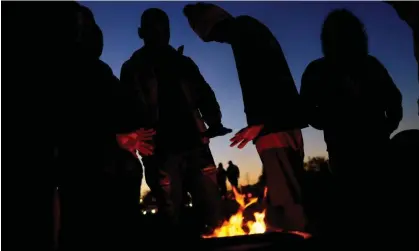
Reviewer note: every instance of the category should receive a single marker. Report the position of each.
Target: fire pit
(237, 235)
(255, 242)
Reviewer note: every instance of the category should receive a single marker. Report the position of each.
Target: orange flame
(235, 225)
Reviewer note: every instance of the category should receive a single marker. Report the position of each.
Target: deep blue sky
(297, 27)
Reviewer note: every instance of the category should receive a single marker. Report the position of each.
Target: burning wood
(236, 225)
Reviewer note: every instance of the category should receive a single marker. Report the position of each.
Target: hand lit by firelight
(246, 135)
(137, 141)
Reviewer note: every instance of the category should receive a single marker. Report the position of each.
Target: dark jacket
(269, 92)
(347, 103)
(147, 77)
(94, 110)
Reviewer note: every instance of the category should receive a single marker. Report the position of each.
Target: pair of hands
(137, 141)
(241, 138)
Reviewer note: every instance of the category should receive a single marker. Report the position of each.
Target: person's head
(90, 36)
(155, 28)
(343, 36)
(210, 22)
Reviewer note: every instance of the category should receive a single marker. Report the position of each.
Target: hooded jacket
(143, 75)
(269, 92)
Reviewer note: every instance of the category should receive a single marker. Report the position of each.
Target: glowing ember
(236, 226)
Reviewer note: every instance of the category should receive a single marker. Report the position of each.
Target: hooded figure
(351, 97)
(99, 181)
(178, 103)
(271, 102)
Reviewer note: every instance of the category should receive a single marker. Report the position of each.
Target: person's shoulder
(104, 66)
(247, 19)
(373, 61)
(248, 23)
(315, 66)
(136, 57)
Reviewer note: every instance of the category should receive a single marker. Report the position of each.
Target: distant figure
(233, 174)
(272, 105)
(222, 179)
(95, 207)
(177, 102)
(351, 97)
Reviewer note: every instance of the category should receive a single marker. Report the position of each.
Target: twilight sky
(296, 25)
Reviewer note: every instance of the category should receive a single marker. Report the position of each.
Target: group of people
(162, 109)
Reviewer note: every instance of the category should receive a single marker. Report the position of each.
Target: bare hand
(136, 141)
(245, 135)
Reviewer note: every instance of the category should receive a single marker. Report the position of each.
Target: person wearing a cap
(173, 95)
(98, 178)
(272, 105)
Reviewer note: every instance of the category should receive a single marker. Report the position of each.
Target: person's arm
(309, 92)
(131, 134)
(130, 112)
(206, 101)
(392, 97)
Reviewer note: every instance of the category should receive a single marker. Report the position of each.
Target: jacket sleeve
(128, 111)
(392, 98)
(206, 99)
(309, 93)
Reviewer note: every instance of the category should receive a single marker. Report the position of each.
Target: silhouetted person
(351, 97)
(222, 179)
(173, 95)
(408, 11)
(91, 161)
(36, 55)
(271, 101)
(233, 174)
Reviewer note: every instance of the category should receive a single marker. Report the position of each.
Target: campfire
(237, 226)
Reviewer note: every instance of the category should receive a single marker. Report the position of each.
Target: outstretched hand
(246, 135)
(213, 132)
(137, 141)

◇ ◇ ◇ ◇

Work to complete
Gather every line in the rows above that contains the word "figure" and copy each one in full. Case counts.

Solution for this task
Target: hooded figure
Target: distant figure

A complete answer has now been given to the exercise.